INFORMATION PROVIDED.
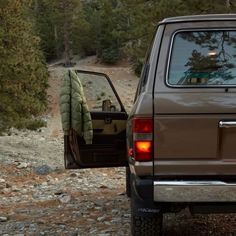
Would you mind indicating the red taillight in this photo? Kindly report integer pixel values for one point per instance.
(143, 150)
(142, 138)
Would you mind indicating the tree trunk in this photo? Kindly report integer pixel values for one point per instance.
(66, 45)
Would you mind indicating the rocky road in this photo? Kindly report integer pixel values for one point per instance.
(39, 197)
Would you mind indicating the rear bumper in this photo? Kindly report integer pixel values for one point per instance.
(194, 191)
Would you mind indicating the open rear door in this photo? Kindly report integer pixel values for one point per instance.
(108, 148)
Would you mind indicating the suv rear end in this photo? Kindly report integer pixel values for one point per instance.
(181, 132)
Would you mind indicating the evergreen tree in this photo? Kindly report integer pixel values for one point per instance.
(23, 74)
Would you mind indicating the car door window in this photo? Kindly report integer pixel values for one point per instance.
(99, 93)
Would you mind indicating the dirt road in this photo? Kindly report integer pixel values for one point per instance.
(38, 197)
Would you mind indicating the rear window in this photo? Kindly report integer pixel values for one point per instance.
(203, 58)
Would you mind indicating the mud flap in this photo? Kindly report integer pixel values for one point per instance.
(142, 203)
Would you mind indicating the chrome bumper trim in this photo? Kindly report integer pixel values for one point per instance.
(194, 191)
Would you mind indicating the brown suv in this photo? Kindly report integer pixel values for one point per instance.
(181, 133)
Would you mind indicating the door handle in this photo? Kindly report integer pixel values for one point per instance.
(227, 124)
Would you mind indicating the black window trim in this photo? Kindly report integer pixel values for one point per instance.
(170, 56)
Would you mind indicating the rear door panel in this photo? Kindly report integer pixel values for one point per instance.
(188, 139)
(108, 148)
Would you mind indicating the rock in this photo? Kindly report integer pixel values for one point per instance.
(103, 186)
(64, 198)
(73, 175)
(3, 184)
(42, 170)
(22, 165)
(3, 219)
(102, 218)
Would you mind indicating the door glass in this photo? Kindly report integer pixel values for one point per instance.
(99, 93)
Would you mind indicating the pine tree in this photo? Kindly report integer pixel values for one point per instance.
(23, 74)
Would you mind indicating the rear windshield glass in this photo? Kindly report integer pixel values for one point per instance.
(203, 58)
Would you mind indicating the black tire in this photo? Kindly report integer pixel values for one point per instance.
(146, 226)
(128, 183)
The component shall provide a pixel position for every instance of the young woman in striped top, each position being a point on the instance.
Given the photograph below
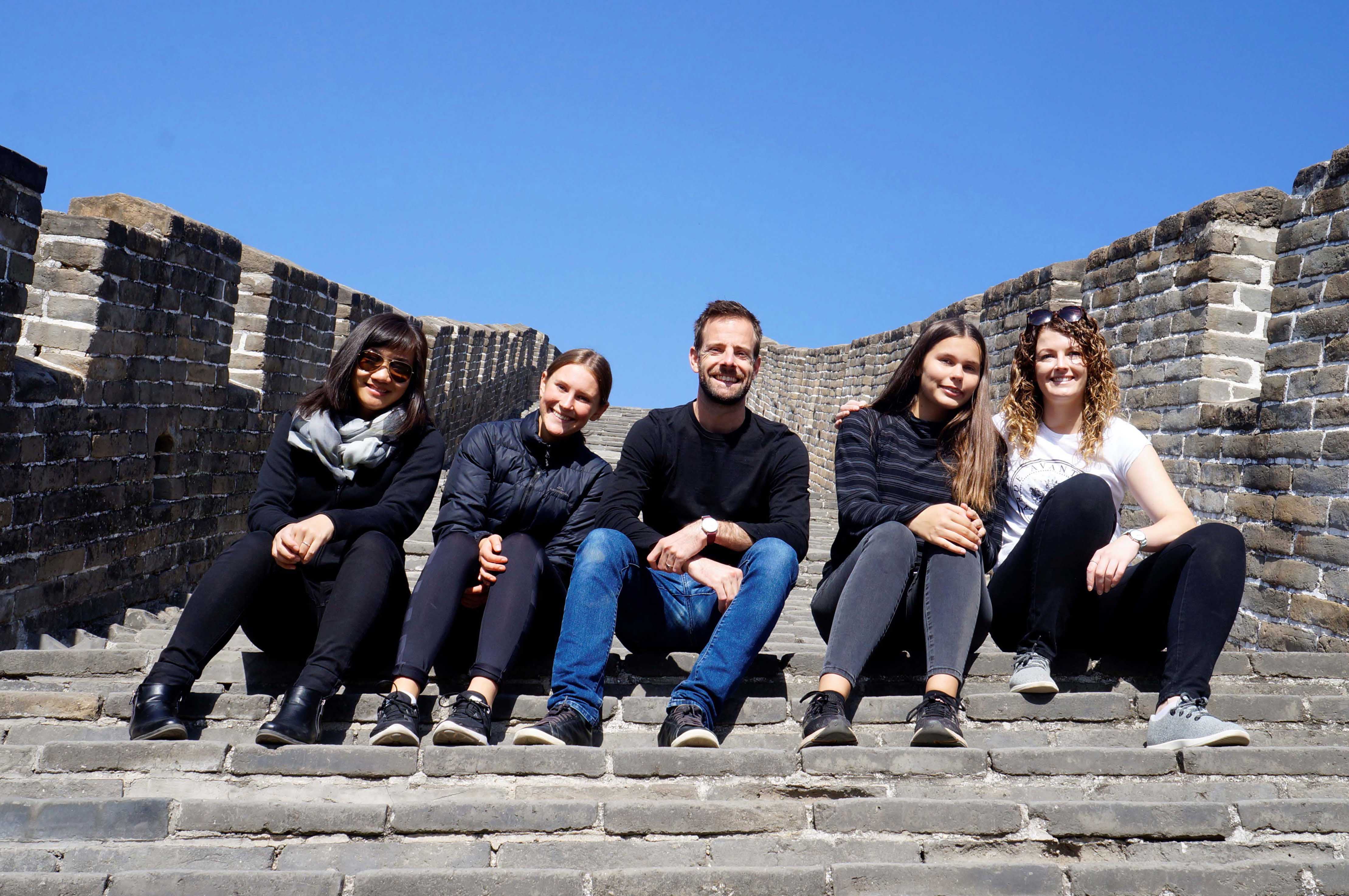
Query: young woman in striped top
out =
(920, 521)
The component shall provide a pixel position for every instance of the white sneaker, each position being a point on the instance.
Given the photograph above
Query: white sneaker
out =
(1031, 675)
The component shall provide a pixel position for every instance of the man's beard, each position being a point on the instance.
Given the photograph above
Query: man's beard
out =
(705, 383)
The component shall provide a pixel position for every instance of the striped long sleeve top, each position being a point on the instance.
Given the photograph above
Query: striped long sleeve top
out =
(887, 467)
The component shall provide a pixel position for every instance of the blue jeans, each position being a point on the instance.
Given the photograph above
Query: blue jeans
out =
(663, 612)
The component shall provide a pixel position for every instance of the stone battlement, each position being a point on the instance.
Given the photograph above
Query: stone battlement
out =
(143, 361)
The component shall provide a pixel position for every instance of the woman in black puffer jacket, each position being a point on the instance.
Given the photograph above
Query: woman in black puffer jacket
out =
(347, 478)
(520, 499)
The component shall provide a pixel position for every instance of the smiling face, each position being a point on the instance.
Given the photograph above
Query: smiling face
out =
(567, 401)
(950, 376)
(725, 362)
(1061, 370)
(377, 390)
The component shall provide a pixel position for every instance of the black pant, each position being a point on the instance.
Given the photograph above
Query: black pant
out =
(439, 631)
(291, 614)
(856, 606)
(1182, 598)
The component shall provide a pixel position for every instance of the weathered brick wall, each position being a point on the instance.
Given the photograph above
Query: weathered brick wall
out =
(1298, 512)
(142, 374)
(1228, 324)
(803, 388)
(129, 419)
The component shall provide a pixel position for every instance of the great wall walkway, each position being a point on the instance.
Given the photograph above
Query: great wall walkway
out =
(1055, 797)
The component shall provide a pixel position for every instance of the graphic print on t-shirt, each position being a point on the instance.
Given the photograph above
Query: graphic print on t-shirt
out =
(1030, 482)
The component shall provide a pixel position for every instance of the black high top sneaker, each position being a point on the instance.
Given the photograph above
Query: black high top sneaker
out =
(398, 723)
(826, 721)
(686, 726)
(935, 721)
(470, 723)
(560, 726)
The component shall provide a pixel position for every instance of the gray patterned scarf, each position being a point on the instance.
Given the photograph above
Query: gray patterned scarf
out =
(357, 443)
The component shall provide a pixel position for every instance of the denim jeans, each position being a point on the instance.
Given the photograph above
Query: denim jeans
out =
(661, 612)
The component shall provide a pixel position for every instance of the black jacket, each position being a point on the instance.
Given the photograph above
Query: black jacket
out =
(506, 479)
(392, 499)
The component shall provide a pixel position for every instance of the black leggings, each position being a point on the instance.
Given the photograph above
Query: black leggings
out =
(289, 614)
(856, 606)
(1182, 598)
(439, 631)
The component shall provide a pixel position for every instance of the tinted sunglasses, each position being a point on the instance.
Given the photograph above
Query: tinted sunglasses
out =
(398, 370)
(1069, 315)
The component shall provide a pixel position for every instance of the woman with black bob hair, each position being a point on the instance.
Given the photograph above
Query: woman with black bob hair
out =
(520, 497)
(320, 574)
(920, 500)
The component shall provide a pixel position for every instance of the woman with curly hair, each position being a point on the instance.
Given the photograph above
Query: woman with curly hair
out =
(1065, 575)
(920, 500)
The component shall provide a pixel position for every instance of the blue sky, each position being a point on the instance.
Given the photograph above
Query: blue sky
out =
(602, 170)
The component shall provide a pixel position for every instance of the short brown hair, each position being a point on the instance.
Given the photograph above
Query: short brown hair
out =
(725, 308)
(592, 361)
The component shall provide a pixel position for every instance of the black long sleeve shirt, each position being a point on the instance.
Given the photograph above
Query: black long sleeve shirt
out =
(674, 472)
(887, 467)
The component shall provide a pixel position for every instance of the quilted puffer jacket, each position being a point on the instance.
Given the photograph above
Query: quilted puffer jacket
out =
(506, 479)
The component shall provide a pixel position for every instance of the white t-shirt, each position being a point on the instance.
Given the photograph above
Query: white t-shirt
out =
(1057, 459)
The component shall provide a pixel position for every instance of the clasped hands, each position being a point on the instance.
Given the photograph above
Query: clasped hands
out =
(682, 552)
(299, 543)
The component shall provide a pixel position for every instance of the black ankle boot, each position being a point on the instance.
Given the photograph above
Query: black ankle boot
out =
(297, 721)
(154, 714)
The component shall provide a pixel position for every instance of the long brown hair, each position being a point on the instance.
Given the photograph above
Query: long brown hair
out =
(380, 331)
(1024, 405)
(971, 447)
(592, 361)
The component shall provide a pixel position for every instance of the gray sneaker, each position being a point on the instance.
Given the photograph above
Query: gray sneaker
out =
(1031, 675)
(1189, 724)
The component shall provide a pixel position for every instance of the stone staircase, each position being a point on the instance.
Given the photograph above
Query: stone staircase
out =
(1054, 797)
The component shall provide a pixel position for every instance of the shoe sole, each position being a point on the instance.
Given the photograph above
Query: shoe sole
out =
(533, 737)
(454, 735)
(277, 739)
(396, 736)
(1221, 739)
(937, 739)
(698, 737)
(830, 736)
(171, 732)
(1035, 687)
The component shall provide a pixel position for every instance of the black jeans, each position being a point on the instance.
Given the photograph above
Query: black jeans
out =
(857, 605)
(1182, 598)
(439, 631)
(291, 614)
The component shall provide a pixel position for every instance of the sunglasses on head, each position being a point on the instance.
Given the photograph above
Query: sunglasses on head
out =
(1069, 315)
(398, 370)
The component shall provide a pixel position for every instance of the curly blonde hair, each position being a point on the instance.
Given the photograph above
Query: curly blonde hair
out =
(1024, 405)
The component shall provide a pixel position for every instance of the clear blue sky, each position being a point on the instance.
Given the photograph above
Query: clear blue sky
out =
(602, 170)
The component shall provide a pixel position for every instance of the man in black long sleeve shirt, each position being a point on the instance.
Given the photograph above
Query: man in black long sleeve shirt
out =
(725, 506)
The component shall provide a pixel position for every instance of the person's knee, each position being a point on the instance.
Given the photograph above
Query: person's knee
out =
(604, 547)
(521, 547)
(374, 546)
(1082, 503)
(1220, 540)
(892, 535)
(774, 554)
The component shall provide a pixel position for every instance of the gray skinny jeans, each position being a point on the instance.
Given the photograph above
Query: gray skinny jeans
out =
(887, 588)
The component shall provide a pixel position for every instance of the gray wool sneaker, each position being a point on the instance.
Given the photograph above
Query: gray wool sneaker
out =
(1189, 724)
(1031, 675)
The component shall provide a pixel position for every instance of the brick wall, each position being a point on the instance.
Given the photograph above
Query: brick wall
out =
(141, 376)
(1298, 512)
(1228, 324)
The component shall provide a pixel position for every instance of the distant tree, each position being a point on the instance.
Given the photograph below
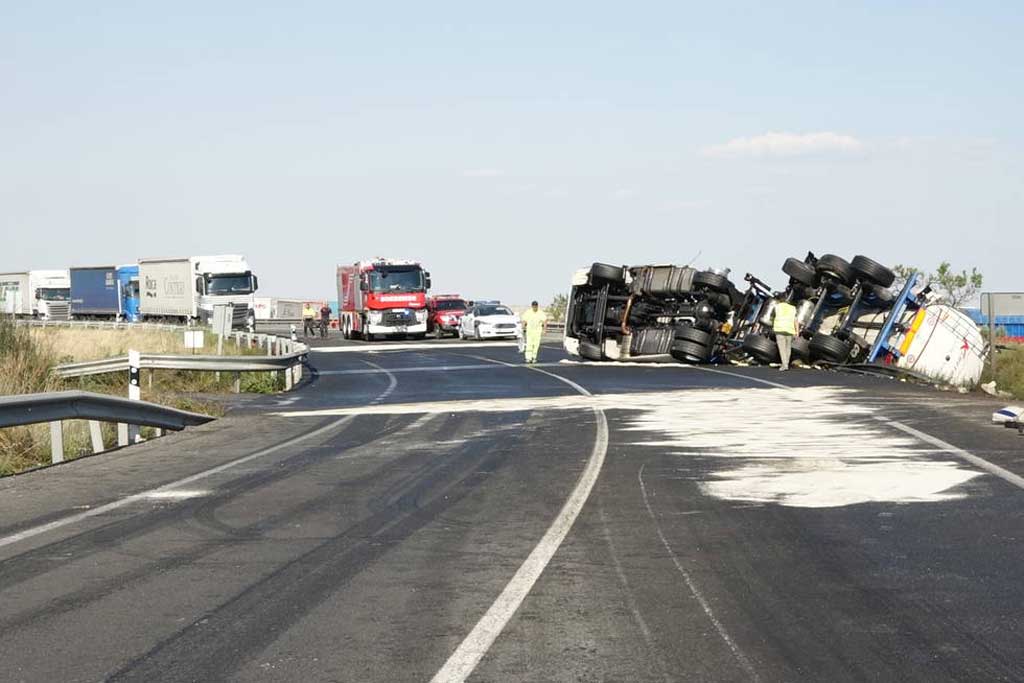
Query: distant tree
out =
(953, 288)
(556, 309)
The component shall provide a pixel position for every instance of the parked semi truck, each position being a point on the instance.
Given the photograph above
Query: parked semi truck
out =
(107, 292)
(382, 298)
(186, 289)
(41, 294)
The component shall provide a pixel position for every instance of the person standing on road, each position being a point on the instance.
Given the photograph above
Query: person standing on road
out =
(308, 313)
(325, 318)
(784, 325)
(535, 324)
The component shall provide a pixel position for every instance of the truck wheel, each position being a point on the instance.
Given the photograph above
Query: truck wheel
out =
(687, 351)
(590, 351)
(690, 333)
(837, 267)
(761, 348)
(828, 348)
(800, 271)
(872, 271)
(611, 273)
(712, 281)
(801, 349)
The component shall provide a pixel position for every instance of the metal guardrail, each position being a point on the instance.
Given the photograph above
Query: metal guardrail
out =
(282, 355)
(100, 325)
(58, 406)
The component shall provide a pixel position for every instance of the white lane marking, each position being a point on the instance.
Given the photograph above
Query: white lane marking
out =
(980, 463)
(428, 369)
(475, 645)
(384, 347)
(179, 495)
(135, 498)
(694, 591)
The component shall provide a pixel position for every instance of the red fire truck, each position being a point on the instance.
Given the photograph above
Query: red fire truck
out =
(382, 298)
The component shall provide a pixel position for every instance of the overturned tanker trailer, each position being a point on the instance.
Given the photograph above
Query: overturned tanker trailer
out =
(848, 314)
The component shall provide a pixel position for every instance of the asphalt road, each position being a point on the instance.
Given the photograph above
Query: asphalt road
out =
(439, 511)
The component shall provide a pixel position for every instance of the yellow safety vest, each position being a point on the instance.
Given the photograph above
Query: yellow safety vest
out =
(785, 318)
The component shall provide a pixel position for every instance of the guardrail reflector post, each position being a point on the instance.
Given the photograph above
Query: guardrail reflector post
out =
(95, 435)
(134, 389)
(56, 441)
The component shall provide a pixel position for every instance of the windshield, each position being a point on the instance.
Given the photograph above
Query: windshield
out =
(494, 310)
(228, 285)
(54, 294)
(388, 280)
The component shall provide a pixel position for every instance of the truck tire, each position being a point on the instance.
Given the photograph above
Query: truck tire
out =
(761, 348)
(829, 349)
(610, 273)
(801, 349)
(687, 351)
(690, 333)
(837, 267)
(712, 281)
(800, 271)
(590, 351)
(872, 271)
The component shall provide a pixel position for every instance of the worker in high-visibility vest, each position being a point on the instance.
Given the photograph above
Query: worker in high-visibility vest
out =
(535, 322)
(785, 328)
(308, 315)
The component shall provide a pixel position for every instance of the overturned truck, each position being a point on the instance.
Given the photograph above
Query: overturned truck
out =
(848, 314)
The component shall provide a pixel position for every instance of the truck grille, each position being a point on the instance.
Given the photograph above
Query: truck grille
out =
(58, 311)
(398, 317)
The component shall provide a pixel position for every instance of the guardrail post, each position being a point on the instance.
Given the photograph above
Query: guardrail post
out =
(134, 390)
(95, 435)
(56, 441)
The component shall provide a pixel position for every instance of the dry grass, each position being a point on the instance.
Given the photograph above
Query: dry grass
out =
(28, 356)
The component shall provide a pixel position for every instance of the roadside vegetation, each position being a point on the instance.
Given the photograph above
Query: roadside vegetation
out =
(28, 356)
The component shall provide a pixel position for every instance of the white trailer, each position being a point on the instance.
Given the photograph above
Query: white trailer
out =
(187, 289)
(15, 297)
(42, 294)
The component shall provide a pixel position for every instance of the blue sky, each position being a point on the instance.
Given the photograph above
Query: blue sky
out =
(507, 144)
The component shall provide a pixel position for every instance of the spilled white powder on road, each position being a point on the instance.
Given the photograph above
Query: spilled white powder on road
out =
(811, 446)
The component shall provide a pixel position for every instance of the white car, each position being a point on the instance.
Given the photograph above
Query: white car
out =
(488, 321)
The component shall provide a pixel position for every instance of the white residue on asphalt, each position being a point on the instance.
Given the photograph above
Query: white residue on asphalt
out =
(811, 446)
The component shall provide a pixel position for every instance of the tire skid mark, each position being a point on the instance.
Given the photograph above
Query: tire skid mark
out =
(222, 640)
(203, 510)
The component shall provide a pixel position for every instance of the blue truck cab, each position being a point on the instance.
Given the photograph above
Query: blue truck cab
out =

EXERCISE.
Take every line from the one containing "of the spilled" to the end of the listing and output it exactly, with nothing else.

TASK RESULT.
The component shall provide a pixel position for every instance of the spilled white powder on road, each position being a point on the instance.
Given the photograph above
Query: spilled white powder on road
out =
(811, 446)
The component shall provide a pixel position for every instance of the white car, each position being a point on the instance.
Given the photograph above
Query: white car
out =
(488, 321)
The component shall provide a pixel position for every instance of the white residue on asphalt, each position being a point on the instance.
Given the photograph above
Query: white residue on asphalt
out =
(811, 446)
The component shall provide a pixel position for every instance of the tire skid mark, each position being a point on the instance.
Given the photograph above
Query: tire skid mark
out =
(222, 640)
(203, 510)
The component shall provide a pixel position for every instance of the blue truck cab, each position being a point on the instance.
Given the photograph above
Query: blue truck cab
out =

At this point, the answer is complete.